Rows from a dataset
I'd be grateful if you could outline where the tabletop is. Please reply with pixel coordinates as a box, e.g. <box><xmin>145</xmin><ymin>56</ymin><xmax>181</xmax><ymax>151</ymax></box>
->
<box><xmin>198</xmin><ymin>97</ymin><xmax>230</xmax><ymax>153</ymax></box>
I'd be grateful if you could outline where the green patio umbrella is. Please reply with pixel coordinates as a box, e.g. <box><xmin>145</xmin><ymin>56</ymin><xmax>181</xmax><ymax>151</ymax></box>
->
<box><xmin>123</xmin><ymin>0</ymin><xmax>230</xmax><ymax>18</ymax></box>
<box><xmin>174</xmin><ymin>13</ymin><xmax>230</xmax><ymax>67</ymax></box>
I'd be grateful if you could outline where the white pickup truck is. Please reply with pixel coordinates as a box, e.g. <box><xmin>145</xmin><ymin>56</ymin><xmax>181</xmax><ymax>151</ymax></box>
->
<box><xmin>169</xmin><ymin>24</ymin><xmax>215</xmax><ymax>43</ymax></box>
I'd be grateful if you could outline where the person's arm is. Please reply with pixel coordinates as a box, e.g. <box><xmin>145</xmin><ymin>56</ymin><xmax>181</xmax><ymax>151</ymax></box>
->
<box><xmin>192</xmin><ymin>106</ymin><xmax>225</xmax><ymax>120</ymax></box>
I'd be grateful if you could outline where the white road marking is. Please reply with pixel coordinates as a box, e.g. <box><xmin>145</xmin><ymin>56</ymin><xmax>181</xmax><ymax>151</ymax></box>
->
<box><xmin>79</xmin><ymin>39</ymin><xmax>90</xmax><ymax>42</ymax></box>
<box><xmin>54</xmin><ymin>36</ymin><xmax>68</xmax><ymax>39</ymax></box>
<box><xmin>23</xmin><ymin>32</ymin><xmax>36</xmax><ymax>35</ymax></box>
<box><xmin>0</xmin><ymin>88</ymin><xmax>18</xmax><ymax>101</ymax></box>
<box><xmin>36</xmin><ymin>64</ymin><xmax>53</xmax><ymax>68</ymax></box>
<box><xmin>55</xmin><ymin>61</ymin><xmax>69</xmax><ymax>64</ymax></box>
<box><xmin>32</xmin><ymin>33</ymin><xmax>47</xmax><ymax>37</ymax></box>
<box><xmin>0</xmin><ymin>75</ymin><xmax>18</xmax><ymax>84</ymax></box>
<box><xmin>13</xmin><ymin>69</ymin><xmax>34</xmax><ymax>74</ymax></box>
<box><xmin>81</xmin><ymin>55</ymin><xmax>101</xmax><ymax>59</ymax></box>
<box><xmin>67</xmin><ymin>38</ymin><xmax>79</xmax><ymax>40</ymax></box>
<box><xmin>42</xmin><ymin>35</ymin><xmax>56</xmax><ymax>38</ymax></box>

** Exercise directions **
Give the records above again, word for word.

** Right answer **
I'd be grateful if you could outline where the tabletop is. Please reply with pixel coordinates as a box, e.g. <box><xmin>145</xmin><ymin>56</ymin><xmax>181</xmax><ymax>151</ymax></box>
->
<box><xmin>198</xmin><ymin>97</ymin><xmax>230</xmax><ymax>153</ymax></box>
I'd be grateful if you could outline where the green patio umbrella is. Please reply with pixel coordinates as a box, e.g. <box><xmin>145</xmin><ymin>56</ymin><xmax>181</xmax><ymax>151</ymax></box>
->
<box><xmin>123</xmin><ymin>0</ymin><xmax>230</xmax><ymax>18</ymax></box>
<box><xmin>174</xmin><ymin>13</ymin><xmax>230</xmax><ymax>67</ymax></box>
I'd be grateful if you could outline where the white pickup truck is. Please reply with pixel coordinates as a box, e.g. <box><xmin>145</xmin><ymin>56</ymin><xmax>181</xmax><ymax>151</ymax></box>
->
<box><xmin>169</xmin><ymin>24</ymin><xmax>215</xmax><ymax>43</ymax></box>
I'd be grateful if you could outline where the person's arm is. Please reply with pixel coordinates as a box, e.g. <box><xmin>145</xmin><ymin>56</ymin><xmax>181</xmax><ymax>151</ymax></box>
->
<box><xmin>192</xmin><ymin>106</ymin><xmax>225</xmax><ymax>120</ymax></box>
I'd be grateful if you could outline where the white road marking is. Please reply with pixel coordinates as a box, e.g. <box><xmin>145</xmin><ymin>56</ymin><xmax>181</xmax><ymax>151</ymax></box>
->
<box><xmin>79</xmin><ymin>39</ymin><xmax>90</xmax><ymax>42</ymax></box>
<box><xmin>54</xmin><ymin>36</ymin><xmax>68</xmax><ymax>39</ymax></box>
<box><xmin>23</xmin><ymin>32</ymin><xmax>36</xmax><ymax>35</ymax></box>
<box><xmin>0</xmin><ymin>88</ymin><xmax>18</xmax><ymax>101</ymax></box>
<box><xmin>36</xmin><ymin>64</ymin><xmax>53</xmax><ymax>68</ymax></box>
<box><xmin>55</xmin><ymin>61</ymin><xmax>69</xmax><ymax>64</ymax></box>
<box><xmin>32</xmin><ymin>33</ymin><xmax>47</xmax><ymax>37</ymax></box>
<box><xmin>0</xmin><ymin>75</ymin><xmax>18</xmax><ymax>84</ymax></box>
<box><xmin>13</xmin><ymin>69</ymin><xmax>34</xmax><ymax>74</ymax></box>
<box><xmin>81</xmin><ymin>55</ymin><xmax>101</xmax><ymax>59</ymax></box>
<box><xmin>67</xmin><ymin>38</ymin><xmax>79</xmax><ymax>40</ymax></box>
<box><xmin>42</xmin><ymin>35</ymin><xmax>56</xmax><ymax>38</ymax></box>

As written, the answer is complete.